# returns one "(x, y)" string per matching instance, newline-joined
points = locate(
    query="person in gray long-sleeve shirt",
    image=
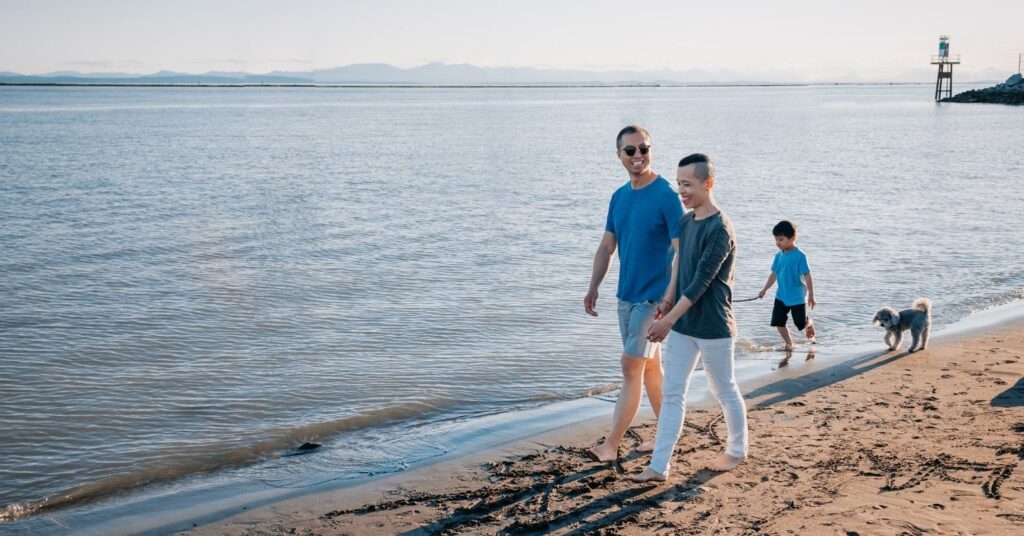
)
(698, 322)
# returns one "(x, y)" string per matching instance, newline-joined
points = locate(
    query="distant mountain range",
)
(444, 75)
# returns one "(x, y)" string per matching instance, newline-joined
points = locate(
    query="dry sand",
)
(928, 443)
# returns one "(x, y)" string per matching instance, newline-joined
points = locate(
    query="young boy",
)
(796, 288)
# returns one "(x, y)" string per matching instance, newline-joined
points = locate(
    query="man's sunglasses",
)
(630, 150)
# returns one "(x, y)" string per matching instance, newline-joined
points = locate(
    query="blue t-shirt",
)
(644, 222)
(790, 268)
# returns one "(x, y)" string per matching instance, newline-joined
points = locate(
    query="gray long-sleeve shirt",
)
(707, 255)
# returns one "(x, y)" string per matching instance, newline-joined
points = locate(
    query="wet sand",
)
(886, 443)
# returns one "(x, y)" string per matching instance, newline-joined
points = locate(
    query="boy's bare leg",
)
(626, 407)
(784, 331)
(725, 462)
(652, 378)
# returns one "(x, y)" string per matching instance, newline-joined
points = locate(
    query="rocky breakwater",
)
(1009, 92)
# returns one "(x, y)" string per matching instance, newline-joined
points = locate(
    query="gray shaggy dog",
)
(916, 319)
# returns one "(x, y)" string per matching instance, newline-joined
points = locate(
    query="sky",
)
(807, 39)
============
Without any of its pictures, the listing is to be repeated exactly as it stands.

# returns one "(x, y)" string per matching instance, newline-joined
points = locate(
    query="person in gray long-sleeve shirt",
    image=
)
(698, 322)
# returns one "(x, y)" string per matching instance, newline-joined
points = locate(
    query="distant mountain range",
)
(444, 75)
# returns one "(x, y)" string per matching instance, newline-joined
points = locate(
    query="dry sand",
)
(928, 443)
# returns one "(x, y)" string per matching instance, newline-joined
points = locate(
    query="young boy",
)
(796, 288)
# returns one "(x, y)" string per matching instance, newline-joined
points = locate(
    query="man's sunglasses",
)
(630, 150)
# returns one "(x, y)" string per matching instance, newline-joined
points = locate(
    query="blue t-shirt",
)
(644, 222)
(790, 268)
# returns one "(x, y)" string per matching instance, newline-joined
points = locate(
    query="gray long-sleeve shirt",
)
(707, 255)
# returns one "(x, y)" string per matching instance, newline-joined
points = locate(
    query="wet sand",
)
(886, 443)
# returns one "(x, y)" string per matching instance, newline-joined
points = locate(
    query="boy's bare leg",
)
(626, 407)
(784, 331)
(725, 462)
(652, 378)
# returns one "(x, y)" string per matching instance, newline-joined
points = locate(
    query="rocky breakwater",
)
(1009, 92)
# returns one "(x, y)" string per matching instance, newline-joined
points = locate(
    query="gray shaggy dog",
)
(916, 319)
# returns one "(x, y)" string per matching instance, newline-joined
points = locate(
    query="sky",
)
(807, 39)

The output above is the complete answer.